═══ Provided records ═══

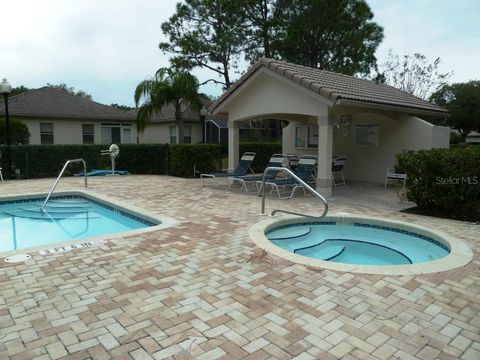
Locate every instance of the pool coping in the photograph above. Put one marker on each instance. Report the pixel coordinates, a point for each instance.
(460, 252)
(161, 221)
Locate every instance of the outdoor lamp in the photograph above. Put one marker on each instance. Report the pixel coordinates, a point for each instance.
(6, 89)
(203, 115)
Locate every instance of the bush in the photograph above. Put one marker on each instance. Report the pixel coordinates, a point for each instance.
(263, 153)
(455, 138)
(19, 133)
(444, 181)
(185, 157)
(37, 161)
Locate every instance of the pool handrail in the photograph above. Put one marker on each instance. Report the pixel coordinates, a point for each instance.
(303, 183)
(60, 175)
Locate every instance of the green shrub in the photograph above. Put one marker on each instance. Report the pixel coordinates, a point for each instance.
(184, 158)
(455, 138)
(263, 152)
(444, 181)
(37, 161)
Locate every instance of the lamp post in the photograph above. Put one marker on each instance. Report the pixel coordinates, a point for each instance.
(203, 115)
(5, 89)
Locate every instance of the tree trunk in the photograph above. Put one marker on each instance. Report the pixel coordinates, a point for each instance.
(179, 119)
(226, 75)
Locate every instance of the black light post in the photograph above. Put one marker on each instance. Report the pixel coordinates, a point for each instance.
(5, 89)
(203, 115)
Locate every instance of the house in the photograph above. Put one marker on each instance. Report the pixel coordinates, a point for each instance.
(331, 114)
(163, 128)
(56, 117)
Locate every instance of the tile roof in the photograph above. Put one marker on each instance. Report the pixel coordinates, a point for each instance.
(337, 87)
(54, 103)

═══

Set exercise:
Will you repeat the data from the line with "Locate every instance of the green" through its final line, keeping every line including the requests, but shift each pixel coordinate by adding 29 to both of its numbers?

Response to the task:
Locate every instance of the green shrub in the photograph above. Put one marker on each instance. Report the pixel coordinates, a point for each instance.
(213, 187)
(484, 167)
(292, 181)
(473, 210)
(66, 190)
Locate every instance of the lamp post in the photograph above. Put one marker on each instance. Report the pixel coordinates, a point for each instance.
(232, 144)
(34, 118)
Locate every instance of the tree trunk in the photograph above. Put one marker on each instance. Report the pixel coordinates, a point for each instance.
(208, 148)
(255, 104)
Locate every instance of the black light post in the photograph above. Put one marker on each instance. Report the pixel coordinates, a point for each instance.
(34, 118)
(232, 144)
Locate every instance of the house in the photograph above. Put one marker on each instance. Report the pixel coordinates, a point for each instance.
(360, 143)
(192, 157)
(85, 146)
Locate every instance of the tile roof in the photograph above. Put one marker on each instance. Report the pixel coordinates, a point for each instance.
(366, 116)
(83, 132)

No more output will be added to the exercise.